[Dataset items]
· · · ·
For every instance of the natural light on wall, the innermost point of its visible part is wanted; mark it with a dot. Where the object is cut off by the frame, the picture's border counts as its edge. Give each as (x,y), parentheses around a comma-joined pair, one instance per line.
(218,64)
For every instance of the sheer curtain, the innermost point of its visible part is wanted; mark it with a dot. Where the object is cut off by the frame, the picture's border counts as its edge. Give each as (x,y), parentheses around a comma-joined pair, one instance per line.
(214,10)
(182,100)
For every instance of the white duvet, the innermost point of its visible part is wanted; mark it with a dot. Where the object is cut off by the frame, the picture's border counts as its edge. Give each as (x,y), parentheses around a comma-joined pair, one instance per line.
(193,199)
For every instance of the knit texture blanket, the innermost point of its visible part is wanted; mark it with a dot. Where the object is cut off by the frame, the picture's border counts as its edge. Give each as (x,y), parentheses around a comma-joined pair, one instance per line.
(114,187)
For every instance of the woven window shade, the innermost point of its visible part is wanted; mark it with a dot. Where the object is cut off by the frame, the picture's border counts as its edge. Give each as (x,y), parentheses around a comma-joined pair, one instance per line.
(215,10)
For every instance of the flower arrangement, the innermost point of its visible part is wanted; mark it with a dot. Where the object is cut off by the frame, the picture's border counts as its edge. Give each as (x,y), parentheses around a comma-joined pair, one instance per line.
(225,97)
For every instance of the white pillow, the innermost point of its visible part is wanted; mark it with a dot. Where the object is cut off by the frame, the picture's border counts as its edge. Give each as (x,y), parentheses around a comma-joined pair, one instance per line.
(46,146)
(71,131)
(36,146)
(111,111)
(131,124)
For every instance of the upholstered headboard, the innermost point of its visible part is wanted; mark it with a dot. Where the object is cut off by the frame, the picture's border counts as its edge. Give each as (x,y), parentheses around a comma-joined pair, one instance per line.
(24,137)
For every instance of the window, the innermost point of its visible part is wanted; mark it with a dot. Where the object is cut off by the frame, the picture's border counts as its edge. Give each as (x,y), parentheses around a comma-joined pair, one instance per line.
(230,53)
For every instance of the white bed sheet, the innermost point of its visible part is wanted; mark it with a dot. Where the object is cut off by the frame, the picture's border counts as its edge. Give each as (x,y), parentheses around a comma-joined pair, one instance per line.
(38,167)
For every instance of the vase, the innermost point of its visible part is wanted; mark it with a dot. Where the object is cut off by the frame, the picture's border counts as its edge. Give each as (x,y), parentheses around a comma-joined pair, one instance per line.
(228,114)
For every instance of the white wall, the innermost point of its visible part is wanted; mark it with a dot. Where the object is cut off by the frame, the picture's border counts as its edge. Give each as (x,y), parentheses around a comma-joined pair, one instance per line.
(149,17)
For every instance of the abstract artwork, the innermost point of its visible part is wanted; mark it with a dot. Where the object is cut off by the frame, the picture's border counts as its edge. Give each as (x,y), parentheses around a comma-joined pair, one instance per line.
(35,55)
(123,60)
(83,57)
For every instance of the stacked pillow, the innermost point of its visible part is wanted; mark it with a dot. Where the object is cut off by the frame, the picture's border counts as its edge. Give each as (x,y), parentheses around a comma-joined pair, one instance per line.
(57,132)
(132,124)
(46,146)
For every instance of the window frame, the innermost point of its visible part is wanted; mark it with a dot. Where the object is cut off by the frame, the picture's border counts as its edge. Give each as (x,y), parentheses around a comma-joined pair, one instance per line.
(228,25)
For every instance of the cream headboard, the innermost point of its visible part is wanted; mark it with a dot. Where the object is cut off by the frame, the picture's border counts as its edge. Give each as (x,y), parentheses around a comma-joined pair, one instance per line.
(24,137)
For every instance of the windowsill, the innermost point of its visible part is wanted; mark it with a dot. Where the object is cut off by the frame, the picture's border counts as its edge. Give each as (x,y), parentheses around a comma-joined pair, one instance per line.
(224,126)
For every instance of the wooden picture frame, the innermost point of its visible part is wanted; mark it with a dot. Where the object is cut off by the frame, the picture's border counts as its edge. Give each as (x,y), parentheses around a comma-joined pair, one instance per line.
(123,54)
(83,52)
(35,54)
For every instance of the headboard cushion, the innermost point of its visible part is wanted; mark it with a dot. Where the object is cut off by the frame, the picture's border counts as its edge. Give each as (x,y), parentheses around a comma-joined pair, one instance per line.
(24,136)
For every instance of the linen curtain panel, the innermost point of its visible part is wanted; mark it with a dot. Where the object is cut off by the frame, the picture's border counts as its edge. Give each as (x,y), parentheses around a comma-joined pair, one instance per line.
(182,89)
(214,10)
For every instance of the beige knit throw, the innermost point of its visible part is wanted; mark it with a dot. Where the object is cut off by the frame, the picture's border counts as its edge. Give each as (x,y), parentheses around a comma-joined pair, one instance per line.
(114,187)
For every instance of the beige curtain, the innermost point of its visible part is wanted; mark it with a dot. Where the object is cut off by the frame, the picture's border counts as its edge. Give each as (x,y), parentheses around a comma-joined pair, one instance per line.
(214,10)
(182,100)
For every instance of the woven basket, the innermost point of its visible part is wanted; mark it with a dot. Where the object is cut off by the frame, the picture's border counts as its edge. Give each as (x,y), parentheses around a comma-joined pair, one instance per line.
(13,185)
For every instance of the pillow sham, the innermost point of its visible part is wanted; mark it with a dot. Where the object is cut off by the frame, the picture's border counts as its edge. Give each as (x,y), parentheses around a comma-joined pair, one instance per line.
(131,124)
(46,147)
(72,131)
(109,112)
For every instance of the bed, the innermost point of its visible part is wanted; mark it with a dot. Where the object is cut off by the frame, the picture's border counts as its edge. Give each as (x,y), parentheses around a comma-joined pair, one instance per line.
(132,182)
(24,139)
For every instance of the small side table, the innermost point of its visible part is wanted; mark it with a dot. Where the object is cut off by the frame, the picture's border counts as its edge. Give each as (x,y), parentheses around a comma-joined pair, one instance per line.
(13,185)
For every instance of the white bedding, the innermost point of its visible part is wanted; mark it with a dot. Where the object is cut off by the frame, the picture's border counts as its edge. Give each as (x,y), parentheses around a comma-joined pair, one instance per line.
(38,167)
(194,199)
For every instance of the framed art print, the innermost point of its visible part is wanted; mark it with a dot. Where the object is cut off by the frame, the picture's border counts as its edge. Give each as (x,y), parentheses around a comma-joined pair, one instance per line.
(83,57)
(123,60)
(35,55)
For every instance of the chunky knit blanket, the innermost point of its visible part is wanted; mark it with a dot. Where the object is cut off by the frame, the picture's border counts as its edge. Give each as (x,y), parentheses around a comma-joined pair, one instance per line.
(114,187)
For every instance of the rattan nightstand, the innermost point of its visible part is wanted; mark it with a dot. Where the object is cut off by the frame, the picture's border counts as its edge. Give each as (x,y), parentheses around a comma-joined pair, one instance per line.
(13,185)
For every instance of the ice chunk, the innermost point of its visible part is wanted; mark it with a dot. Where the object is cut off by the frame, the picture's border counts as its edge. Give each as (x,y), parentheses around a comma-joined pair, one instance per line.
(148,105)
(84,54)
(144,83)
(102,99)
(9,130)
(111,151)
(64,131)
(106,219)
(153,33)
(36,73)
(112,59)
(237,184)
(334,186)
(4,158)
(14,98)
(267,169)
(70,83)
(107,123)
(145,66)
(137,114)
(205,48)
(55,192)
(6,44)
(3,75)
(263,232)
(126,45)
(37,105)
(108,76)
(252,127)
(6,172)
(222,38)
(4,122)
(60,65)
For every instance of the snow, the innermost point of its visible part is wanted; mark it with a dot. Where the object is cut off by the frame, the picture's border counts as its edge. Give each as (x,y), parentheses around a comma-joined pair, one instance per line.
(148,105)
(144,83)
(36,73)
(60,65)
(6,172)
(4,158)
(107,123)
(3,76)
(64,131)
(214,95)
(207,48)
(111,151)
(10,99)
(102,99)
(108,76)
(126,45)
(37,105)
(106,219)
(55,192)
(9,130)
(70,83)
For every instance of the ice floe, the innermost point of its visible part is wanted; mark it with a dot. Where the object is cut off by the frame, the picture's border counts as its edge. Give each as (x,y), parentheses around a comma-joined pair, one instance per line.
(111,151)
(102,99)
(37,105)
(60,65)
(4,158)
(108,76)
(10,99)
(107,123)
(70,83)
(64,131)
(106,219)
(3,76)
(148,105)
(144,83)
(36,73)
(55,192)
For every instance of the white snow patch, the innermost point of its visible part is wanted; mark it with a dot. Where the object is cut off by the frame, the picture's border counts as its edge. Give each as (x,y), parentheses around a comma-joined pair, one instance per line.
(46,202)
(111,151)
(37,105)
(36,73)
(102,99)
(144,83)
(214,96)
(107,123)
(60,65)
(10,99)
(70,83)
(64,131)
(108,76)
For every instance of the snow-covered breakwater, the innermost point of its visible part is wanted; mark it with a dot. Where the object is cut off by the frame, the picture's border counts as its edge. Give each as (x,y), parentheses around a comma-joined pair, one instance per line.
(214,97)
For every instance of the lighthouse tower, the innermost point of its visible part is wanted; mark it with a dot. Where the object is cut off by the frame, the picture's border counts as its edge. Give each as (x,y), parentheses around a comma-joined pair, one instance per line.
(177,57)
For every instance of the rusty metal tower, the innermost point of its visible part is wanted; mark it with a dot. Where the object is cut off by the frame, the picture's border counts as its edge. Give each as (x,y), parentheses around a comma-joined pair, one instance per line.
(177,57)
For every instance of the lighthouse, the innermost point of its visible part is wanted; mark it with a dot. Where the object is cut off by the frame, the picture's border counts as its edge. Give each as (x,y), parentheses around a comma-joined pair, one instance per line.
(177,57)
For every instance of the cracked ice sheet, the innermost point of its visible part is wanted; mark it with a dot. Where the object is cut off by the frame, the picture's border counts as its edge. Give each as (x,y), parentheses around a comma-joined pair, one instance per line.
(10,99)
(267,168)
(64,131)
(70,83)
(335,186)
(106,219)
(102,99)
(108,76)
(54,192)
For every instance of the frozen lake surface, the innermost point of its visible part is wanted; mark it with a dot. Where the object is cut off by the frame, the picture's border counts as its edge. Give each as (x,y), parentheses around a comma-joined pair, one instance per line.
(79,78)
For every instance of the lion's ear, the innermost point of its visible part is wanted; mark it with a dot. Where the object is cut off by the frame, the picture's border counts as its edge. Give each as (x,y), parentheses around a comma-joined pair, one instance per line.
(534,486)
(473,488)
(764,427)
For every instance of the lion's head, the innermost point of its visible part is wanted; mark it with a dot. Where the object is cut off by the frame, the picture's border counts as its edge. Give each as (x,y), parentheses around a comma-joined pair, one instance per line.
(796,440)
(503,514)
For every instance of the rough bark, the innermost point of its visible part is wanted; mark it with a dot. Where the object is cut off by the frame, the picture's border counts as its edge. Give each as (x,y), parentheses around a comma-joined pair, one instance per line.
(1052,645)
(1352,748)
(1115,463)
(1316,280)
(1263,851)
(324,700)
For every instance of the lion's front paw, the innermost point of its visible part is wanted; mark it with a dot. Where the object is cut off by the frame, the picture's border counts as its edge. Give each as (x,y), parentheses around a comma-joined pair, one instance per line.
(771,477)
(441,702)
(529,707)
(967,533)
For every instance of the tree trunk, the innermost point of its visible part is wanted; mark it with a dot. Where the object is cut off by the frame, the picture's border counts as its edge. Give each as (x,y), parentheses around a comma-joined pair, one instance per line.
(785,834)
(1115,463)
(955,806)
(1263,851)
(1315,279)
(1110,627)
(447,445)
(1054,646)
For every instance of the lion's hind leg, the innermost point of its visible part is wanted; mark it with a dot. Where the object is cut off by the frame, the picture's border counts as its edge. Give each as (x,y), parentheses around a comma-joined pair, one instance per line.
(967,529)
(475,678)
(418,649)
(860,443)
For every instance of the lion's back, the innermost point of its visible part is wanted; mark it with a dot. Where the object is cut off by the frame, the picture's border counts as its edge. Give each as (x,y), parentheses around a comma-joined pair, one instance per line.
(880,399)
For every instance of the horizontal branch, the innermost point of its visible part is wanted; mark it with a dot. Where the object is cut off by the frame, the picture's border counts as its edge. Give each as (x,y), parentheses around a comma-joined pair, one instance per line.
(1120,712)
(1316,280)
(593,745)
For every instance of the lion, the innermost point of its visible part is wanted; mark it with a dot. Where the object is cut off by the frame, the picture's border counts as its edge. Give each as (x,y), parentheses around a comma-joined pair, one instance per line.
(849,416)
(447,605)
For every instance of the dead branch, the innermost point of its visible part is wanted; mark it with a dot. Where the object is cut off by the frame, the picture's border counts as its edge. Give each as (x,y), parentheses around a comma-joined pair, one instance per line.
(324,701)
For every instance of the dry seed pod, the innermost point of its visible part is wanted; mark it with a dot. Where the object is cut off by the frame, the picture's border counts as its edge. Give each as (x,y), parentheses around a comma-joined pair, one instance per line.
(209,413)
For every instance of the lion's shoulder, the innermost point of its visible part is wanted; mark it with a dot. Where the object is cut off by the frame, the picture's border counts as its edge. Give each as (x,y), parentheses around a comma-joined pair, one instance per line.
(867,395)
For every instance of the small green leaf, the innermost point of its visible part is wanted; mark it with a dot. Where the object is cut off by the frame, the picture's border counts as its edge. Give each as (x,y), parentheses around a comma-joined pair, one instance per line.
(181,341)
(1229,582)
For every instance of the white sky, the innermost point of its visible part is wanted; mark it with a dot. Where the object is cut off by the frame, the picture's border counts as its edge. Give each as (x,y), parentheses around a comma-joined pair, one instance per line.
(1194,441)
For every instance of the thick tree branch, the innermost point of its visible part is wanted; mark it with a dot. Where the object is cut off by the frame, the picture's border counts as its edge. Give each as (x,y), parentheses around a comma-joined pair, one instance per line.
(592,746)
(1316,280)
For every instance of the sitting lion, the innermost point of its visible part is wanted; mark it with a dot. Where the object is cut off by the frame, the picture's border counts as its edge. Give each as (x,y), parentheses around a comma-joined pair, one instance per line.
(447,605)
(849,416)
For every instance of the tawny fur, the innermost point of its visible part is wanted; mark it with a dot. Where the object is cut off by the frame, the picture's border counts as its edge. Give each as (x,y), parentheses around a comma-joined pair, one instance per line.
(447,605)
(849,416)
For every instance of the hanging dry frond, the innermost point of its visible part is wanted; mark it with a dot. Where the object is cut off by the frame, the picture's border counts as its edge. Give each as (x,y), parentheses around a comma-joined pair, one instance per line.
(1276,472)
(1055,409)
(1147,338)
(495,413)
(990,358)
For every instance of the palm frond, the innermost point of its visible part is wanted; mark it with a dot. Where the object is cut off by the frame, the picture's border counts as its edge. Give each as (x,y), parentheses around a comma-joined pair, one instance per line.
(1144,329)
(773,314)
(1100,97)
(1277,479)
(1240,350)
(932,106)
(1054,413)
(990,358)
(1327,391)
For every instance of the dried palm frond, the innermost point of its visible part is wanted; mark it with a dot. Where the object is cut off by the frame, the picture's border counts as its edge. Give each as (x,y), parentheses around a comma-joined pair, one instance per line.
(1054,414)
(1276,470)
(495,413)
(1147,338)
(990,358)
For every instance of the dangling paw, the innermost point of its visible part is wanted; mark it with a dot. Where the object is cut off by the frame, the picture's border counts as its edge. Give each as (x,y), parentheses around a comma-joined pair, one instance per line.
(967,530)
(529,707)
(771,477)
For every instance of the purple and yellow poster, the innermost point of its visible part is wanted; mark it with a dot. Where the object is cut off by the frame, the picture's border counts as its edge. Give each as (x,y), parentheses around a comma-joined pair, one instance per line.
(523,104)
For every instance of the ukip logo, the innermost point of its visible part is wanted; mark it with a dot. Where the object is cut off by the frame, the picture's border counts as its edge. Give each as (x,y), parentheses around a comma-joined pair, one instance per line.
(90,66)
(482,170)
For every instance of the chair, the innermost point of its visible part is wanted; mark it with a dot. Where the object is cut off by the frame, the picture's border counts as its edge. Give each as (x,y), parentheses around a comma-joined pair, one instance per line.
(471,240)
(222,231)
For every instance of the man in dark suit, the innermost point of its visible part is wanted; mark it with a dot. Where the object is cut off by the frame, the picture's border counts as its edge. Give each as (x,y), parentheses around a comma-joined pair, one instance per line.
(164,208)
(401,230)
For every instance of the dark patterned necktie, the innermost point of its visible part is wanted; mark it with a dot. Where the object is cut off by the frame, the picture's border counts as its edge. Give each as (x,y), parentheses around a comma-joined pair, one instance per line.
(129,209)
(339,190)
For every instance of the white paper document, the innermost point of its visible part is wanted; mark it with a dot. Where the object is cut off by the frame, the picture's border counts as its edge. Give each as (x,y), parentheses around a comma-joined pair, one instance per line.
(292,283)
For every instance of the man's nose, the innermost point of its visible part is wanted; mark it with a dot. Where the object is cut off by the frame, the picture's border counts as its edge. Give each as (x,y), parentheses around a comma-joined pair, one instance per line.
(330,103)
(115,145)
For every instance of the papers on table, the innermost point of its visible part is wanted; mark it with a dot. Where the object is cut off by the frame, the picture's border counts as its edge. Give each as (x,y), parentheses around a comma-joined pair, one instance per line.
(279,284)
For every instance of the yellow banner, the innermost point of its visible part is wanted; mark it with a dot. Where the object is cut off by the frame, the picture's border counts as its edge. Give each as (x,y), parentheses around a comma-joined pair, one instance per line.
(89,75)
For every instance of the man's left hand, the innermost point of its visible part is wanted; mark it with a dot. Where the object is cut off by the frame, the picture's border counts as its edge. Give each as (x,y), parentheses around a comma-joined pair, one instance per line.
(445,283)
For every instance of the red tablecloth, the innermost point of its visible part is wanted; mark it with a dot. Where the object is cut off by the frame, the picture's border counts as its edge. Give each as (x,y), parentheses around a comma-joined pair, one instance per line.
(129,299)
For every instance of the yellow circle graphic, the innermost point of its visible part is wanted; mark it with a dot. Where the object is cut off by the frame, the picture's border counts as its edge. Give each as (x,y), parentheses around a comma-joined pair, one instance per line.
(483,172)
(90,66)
· · · ·
Starting from the line with "For every instance of the yellow circle", write out every remaining line of the data above exactly, the final line included, and nothing before it.

For every instance of the yellow circle graphic, the innermost point of its visible part is wanted; mark it with a dot. Where the object is cut off by the frame, the picture's border counts as its edge. Give each as (x,y), parentheses around a comma-joined pair, one instance per line.
(483,172)
(90,66)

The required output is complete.